Material for this exercise>
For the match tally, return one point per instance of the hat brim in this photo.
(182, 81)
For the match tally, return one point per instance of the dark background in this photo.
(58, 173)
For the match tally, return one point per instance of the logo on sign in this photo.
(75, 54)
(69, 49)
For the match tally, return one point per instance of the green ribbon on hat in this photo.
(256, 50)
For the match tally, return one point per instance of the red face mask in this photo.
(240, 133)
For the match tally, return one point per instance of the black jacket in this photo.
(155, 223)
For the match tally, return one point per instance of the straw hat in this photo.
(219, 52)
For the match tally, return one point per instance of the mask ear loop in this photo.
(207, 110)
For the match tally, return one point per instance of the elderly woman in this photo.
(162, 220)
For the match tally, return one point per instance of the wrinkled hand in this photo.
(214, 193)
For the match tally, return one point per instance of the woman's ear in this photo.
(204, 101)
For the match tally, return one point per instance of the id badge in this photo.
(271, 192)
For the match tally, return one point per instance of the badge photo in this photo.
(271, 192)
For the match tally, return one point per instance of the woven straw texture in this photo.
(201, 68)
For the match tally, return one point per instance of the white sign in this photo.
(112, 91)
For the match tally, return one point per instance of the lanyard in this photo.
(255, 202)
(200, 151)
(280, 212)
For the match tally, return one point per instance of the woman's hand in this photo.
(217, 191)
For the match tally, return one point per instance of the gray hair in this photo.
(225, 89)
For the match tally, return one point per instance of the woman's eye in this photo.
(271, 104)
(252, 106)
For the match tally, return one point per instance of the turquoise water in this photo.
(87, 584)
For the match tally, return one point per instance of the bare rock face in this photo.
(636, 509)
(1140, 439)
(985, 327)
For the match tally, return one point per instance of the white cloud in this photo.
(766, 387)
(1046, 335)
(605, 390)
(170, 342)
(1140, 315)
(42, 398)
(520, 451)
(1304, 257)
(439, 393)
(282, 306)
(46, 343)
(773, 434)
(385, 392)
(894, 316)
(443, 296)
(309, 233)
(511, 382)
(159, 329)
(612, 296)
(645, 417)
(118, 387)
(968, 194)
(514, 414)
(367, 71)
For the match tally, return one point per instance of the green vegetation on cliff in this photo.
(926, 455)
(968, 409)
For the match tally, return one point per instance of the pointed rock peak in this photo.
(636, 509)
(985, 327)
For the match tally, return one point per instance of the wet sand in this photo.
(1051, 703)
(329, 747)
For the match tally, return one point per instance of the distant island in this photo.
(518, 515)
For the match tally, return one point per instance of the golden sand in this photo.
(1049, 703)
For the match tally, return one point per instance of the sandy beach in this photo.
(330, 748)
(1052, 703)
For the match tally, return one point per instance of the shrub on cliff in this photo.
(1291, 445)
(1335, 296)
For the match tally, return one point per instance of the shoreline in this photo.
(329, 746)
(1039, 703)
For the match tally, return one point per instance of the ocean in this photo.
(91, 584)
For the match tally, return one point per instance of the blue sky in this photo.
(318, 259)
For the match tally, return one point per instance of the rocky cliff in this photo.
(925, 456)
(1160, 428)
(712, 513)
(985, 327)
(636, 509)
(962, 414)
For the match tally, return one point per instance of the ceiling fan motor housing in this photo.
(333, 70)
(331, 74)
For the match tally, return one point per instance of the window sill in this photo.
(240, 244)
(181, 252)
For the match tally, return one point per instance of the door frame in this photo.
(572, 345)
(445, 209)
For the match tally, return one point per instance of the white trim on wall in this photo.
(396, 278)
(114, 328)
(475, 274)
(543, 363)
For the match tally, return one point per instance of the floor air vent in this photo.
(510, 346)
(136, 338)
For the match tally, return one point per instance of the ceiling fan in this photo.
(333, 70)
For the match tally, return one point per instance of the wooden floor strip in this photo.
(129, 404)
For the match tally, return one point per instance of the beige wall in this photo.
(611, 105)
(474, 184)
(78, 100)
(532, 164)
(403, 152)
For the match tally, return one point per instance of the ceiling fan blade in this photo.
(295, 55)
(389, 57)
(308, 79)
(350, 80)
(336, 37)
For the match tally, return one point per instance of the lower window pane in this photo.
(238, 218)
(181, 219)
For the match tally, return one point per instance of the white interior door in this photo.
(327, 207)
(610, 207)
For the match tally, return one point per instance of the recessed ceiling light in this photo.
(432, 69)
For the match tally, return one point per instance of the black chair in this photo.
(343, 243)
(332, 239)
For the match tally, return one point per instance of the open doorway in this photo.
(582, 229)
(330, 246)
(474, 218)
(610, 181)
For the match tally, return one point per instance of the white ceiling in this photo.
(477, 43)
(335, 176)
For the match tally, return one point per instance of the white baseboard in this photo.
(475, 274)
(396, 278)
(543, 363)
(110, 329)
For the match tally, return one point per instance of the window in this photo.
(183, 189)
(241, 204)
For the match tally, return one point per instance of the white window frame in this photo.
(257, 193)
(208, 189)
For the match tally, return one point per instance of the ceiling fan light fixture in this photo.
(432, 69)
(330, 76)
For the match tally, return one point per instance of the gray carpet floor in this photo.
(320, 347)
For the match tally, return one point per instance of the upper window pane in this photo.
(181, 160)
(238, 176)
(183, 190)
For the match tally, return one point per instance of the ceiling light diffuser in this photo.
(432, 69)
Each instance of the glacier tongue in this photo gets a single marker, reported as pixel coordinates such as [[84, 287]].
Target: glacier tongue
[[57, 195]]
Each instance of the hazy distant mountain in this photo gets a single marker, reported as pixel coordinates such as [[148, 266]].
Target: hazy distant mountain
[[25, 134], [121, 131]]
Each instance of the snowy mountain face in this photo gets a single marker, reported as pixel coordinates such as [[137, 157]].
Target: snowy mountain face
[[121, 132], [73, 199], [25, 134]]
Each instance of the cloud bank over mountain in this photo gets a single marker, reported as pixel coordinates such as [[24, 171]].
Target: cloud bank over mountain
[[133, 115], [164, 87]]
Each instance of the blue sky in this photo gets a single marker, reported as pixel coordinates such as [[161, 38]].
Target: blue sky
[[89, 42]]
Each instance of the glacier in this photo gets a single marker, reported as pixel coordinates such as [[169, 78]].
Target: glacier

Your goal> All entries are to be copied exactly as they read.

Solution>
For the match tally, return one point per instance of the hat brim in this photo.
(182, 81)
For the match tally, return one point per instance of the dark background in this photo.
(58, 173)
For the match tally, return one point per instance of the logo on sign in this photo.
(75, 54)
(69, 49)
For the match tally, return one point per instance of the green ribbon on hat in this photo.
(256, 50)
For the match tally, return one point per instance of the red face mask in this photo.
(240, 133)
For the match tally, return one point per instance of the black jacket in this photo.
(155, 223)
For the match tally, return one point per instance of the straw hat in this photo.
(219, 52)
For the match tally, return one point per instance of the mask ear loop in this photo.
(207, 110)
For the match tally, return one point per instance of the elderly woman in this photo.
(162, 220)
For the match tally, return one point per instance of the wrinkled hand in this photo.
(214, 193)
For the match tally, return one point per instance of the woman's ear in this photo.
(204, 101)
For the match tally, return one point per instance of the id badge in this photo.
(271, 192)
For the match tally, return one point per instance of the badge photo in this photo.
(271, 192)
For the match tally, return one point per instance of the woven straw texture in this photo.
(201, 68)
For the match tally, return one point per instance of the white sign in this photo.
(112, 91)
For the match tally, return one point per instance of the lanyard in this photo.
(255, 202)
(200, 151)
(280, 212)
For the match tally, return one point per instance of the woman's hand in this photo.
(217, 191)
For the match tally, return one point per instance of the gray hair in this photo.
(225, 89)
For the match tally, return one point per instance of the woman's eye in this photo.
(271, 104)
(252, 106)
For the match tally, return one point per instance of the turquoise water in this photo.
(87, 584)
For the match tally, return one point per instance of the bare rock face in this photo.
(636, 509)
(1140, 439)
(985, 327)
For the match tally, return one point per instance of the white cloud in this photo.
(766, 387)
(1046, 335)
(605, 390)
(170, 342)
(1140, 315)
(42, 398)
(520, 451)
(1304, 257)
(439, 393)
(282, 306)
(46, 343)
(773, 434)
(385, 392)
(894, 316)
(443, 296)
(309, 233)
(511, 382)
(159, 329)
(612, 296)
(645, 417)
(118, 387)
(968, 194)
(514, 414)
(367, 71)
For the match tally, return one point per instance of the green vegetation on cliff in this photo.
(926, 455)
(968, 409)
For the match tally, return one point per instance of the pointed rock peak in this photo.
(636, 509)
(985, 327)
For the match tally, return one point per instance of the wet sand in this photo.
(1051, 703)
(329, 747)
For the match tally, return one point per instance of the distant island in this photo.
(518, 515)
For the match tally, return one point per instance of the golden sand in this photo.
(1049, 703)
For the match tally, return one point per instance of the sandy beach in this photo.
(330, 748)
(1052, 703)
For the match tally, return one point per instance of the shrub on cliff in this photo.
(1291, 445)
(1335, 296)
For the match tally, return one point per instance of the shoreline in this photo.
(329, 746)
(1039, 703)
For the match tally, return one point per instance of the ocean in this photo.
(91, 584)
For the match tally, return one point per instance of the blue sky in this photo.
(318, 259)
For the match tally, return one point per instance of the rocky cliff in this photo.
(925, 456)
(1160, 428)
(712, 513)
(985, 327)
(636, 509)
(962, 414)
For the match tally, return one point per instance of the ceiling fan motor housing in this photo.
(333, 70)
(331, 74)
For the match tally, return one point per instance of the window sill in this photo.
(240, 244)
(181, 252)
For the match tally, return one point per instance of the door frame in this photo.
(572, 345)
(445, 209)
For the match tally, return one point per instance of the white trim on wall in this photo.
(396, 278)
(114, 328)
(475, 274)
(543, 363)
For the match tally, return one point per instance of the floor air vent in this photo.
(510, 346)
(136, 338)
For the match tally, return one point per instance of the ceiling fan in this photo.
(333, 70)
For the match tally, return one point per instance of the wooden floor strip in this photo.
(129, 404)
For the match tally, return one point per instance of the beige wall in this photo.
(611, 105)
(474, 184)
(78, 100)
(532, 164)
(403, 152)
For the match tally, return one point per instance of the ceiling fan blade in this photo.
(295, 55)
(389, 57)
(308, 79)
(350, 80)
(336, 37)
For the match tally, return one point per instance of the lower window pane in this photo.
(238, 218)
(181, 219)
For the match tally, return one point per instance of the white interior door in this photo.
(327, 207)
(610, 207)
For the match tally, return one point per instance of the recessed ceiling light in this photo.
(432, 69)
For the match tally, return one point per instance of the black chair in this photo.
(343, 243)
(332, 239)
For the match tally, return one point per instance of the open doorway in this photo.
(582, 229)
(330, 246)
(474, 218)
(610, 181)
For the match tally, return one point per instance of the white ceiling in this photo.
(477, 43)
(335, 176)
For the match tally, return one point per instance of the white baseboard in this photo.
(475, 274)
(396, 278)
(543, 363)
(110, 329)
For the match tally, return one point per instance of the window in this photo.
(183, 189)
(241, 204)
For the match tally, return one point per instance of the white window frame in this photo.
(257, 193)
(208, 189)
For the match tally, return one point per instance of the ceiling fan light fixture in this photo.
(432, 69)
(330, 76)
For the match tally, return one point per instance of the gray carpet floor in this photo.
(320, 347)
For the match tally, return one point per instance of the upper window pane in this photo.
(181, 160)
(238, 176)
(183, 190)
For the match tally, return one point per instance of the ceiling light diffuser in this photo.
(432, 69)
Each instance of the glacier tongue in this photo gets a single marker, reported as pixel coordinates such as [[84, 287]].
Target: glacier tongue
[[57, 195]]
Each instance of the hazy distant mountain in this photo gets a single marker, reported as pixel coordinates such as [[148, 266]].
Target: hazy distant mountain
[[25, 134], [121, 131]]
Each instance of the snowy mountain face in this photo gets a single marker, reported as pixel coordinates such as [[137, 157]].
Target: snowy mountain face
[[121, 132], [73, 199], [25, 134]]
Each instance of the cloud bank over mountain in this photo gets a single marker, reported as pixel coordinates such as [[24, 171]].
Target: cloud bank over mountain
[[133, 115], [164, 87]]
Each instance of the blue sky in this photo gets a single marker, reported as pixel coordinates such as [[161, 38]].
Target: blue sky
[[89, 42]]
Each instance of the glacier in this photo gets a single marker, reported as pixel coordinates such as [[169, 78]].
Target: glacier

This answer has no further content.